Segment Start: Records for the exercise
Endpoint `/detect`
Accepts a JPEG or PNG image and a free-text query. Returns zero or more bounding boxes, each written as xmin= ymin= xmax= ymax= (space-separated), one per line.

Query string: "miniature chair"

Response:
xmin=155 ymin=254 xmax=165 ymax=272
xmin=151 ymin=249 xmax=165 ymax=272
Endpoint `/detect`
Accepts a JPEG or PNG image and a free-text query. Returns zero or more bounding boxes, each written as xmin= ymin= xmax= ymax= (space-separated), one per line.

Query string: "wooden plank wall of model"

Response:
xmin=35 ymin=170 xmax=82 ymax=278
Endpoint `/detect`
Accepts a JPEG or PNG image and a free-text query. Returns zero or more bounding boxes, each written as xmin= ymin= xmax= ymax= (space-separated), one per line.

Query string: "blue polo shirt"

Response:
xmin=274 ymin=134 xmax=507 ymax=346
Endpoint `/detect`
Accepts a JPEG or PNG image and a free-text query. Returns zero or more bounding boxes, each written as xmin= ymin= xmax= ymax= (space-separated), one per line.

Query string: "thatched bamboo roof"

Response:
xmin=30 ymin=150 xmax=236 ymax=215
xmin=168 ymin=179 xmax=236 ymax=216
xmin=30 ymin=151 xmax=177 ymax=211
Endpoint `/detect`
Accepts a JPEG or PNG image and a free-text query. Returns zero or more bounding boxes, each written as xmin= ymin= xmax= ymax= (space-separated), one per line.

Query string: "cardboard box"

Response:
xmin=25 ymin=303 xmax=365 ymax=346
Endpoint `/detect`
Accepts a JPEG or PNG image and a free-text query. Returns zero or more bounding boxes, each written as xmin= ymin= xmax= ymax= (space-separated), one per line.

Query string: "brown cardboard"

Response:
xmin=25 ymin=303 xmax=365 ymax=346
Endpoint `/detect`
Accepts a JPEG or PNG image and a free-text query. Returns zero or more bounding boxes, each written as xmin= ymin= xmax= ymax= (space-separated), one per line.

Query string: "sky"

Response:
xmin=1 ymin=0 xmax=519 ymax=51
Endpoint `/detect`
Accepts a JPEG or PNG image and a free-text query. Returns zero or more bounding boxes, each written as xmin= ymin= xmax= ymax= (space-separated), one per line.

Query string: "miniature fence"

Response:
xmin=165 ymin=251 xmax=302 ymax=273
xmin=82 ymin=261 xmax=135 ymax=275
Segment End: Records for the exercise
**Assignment**
Every line of the listing, first to last, should be retyped exactly.

**Answer to this task**
Endpoint `/detect`
Accepts a JPEG or PNG image and a free-text query. Returns zero or more bounding boxes, each written as xmin= ymin= xmax= ymax= (space-separated), one per line.

Query string: "miniature chair"

Response:
xmin=155 ymin=254 xmax=165 ymax=272
xmin=151 ymin=249 xmax=165 ymax=272
Endpoint `/detect`
Accepts a JPEG or PNG image and a free-text query. Returns zero or more bounding boxes, each written as xmin= ymin= xmax= ymax= (space-separated), one per line.

Query string: "wooden plank wall of model"

Response:
xmin=35 ymin=170 xmax=82 ymax=278
Endpoint `/detect`
Accepts a JPEG or PNG image and a free-text query. Returns zero or more bounding boxes, each written as xmin= ymin= xmax= ymax= (space-separated), one per line.

Query string: "blue polo shirt"

Response:
xmin=274 ymin=134 xmax=507 ymax=346
Endpoint `/detect`
Accepts a JPEG or PNG image and a free-text query. Returns zero or more bounding boxes, each written as xmin= ymin= xmax= ymax= (space-separated), one per line.

Query string: "thatched bamboo roof"

Response:
xmin=30 ymin=150 xmax=236 ymax=215
xmin=168 ymin=179 xmax=236 ymax=216
xmin=30 ymin=151 xmax=177 ymax=211
Endpoint `/detect`
Accepts a JPEG or PNG image and a free-text query. Returns zero or more bounding boxes, each written as xmin= ymin= xmax= ymax= (space-separated), one per line.

Query string: "cardboard box"

Response:
xmin=25 ymin=303 xmax=365 ymax=346
Endpoint `/detect`
Accepts a JPEG or PNG image and a free-text query. Returns zero or more bounding boxes, each written as xmin= ymin= xmax= ymax= (space-separated), one per line.

Query string: "brown cardboard"

Response:
xmin=25 ymin=303 xmax=365 ymax=346
Endpoint `/detect`
Accepts a JPEG or PNG image and a free-text query. Returns zero or more bounding boxes, each written as xmin= ymin= xmax= ymax= (space-separated), one per line.

Query string: "sky"

Response:
xmin=1 ymin=0 xmax=519 ymax=51
Endpoint `/detect`
Accepts a JPEG or PNG image and a free-text query. Returns zero or more bounding boxes, each written as xmin= ymin= xmax= ymax= (space-separated), one per line.

Query string: "miniature fence"

Response:
xmin=165 ymin=251 xmax=302 ymax=273
xmin=82 ymin=261 xmax=135 ymax=275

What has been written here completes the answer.